→ **节选**:
══════════
Atcoder Regular Contest 084 Snuke Festival

题目链接http://arc084.contest.atcoder.jp/tasks/arc084_a

题意:给你三个数组,每个数组中各选一个数组成一个三元组,要求要递增,问这样的三元组有多少个。

思路:第一个和第三个数组离散化以后映射到一个权值数组上然后计算前缀和,表示到i位置为止前面有多少个数字,然后枚举b数组里的元素统计一下a数组中比当前元素小的和c数组中比当前元素大的个数之积就可以了。

#pragma comment(linker, "/STACK:102400000,102400000")
#include <map>
#include <set>
#include <stack>
#include <queue>
#include <cmath>
#include <string>
#include <vector>
#include <cstdio>
#include <cctype>
#include <cstring>
#include <sstream>
#include <cstdlib>
#include <iostream>
#include <algorithm>
#define lson root<<1,l,mid
#define rson root<<1|1,mid+1,r
#define Key_Value ch[ch[root][1]][0]
#define DBN1(a)           cerr<<#a<<"="<<(a)<<"\n"
══════════
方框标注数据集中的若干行
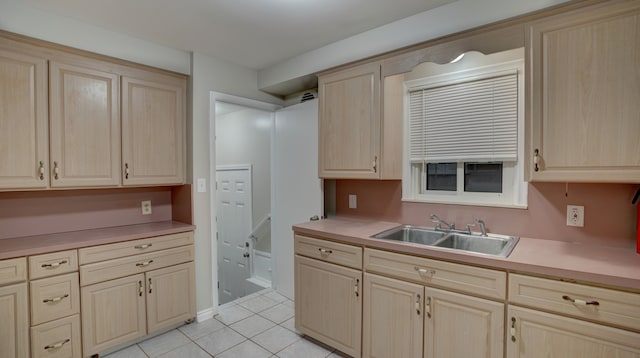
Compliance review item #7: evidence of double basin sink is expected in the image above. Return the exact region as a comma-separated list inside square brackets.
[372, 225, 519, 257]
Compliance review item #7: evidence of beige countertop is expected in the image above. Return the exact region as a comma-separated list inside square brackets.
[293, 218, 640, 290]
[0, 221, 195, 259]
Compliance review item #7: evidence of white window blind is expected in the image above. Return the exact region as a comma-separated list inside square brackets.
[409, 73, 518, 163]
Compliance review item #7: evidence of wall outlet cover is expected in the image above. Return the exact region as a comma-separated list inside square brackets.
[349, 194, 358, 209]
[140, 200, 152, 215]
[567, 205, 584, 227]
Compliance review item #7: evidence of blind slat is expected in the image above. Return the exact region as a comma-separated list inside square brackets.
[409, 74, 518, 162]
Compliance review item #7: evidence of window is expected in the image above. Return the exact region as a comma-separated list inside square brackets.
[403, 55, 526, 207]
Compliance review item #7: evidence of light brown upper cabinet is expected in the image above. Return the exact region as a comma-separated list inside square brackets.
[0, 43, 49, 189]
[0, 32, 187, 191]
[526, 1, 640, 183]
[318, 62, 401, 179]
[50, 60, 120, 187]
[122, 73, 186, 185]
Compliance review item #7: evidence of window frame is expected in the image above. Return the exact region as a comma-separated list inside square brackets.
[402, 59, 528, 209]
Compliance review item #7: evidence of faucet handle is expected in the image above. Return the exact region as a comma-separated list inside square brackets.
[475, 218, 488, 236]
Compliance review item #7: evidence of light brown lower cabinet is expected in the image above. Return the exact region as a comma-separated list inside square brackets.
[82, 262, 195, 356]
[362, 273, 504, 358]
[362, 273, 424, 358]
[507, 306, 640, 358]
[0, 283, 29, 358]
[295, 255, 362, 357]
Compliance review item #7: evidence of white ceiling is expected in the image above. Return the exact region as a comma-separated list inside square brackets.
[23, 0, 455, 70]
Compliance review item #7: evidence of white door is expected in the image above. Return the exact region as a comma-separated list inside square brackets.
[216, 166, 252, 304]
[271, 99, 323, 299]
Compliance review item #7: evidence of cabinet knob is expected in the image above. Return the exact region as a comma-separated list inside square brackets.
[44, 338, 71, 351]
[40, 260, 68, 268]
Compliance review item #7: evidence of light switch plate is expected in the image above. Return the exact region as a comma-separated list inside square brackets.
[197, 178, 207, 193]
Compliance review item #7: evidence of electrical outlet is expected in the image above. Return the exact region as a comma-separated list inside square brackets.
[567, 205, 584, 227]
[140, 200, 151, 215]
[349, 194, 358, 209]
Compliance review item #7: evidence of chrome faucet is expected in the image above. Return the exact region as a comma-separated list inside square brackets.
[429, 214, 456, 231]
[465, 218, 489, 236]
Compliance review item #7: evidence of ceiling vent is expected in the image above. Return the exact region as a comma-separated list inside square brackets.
══════════
→ **练习要求**: 请把题解中以"思路:第一个和第三个数组"开头的段落改写成简要的要点列表,并保留其主要信息。

→ **正确答案**:
- 将第一个和第三个数组离散化,映射到一个权值数组上。
- 对该权值数组计算前缀和,表示到i位置为止前面有多少个数字。
- 枚举b数组里的元素,分别统计a数组中比当前元素小的个数和c数组中比当前元素大的个数。
- 统计这两个个数之积即可。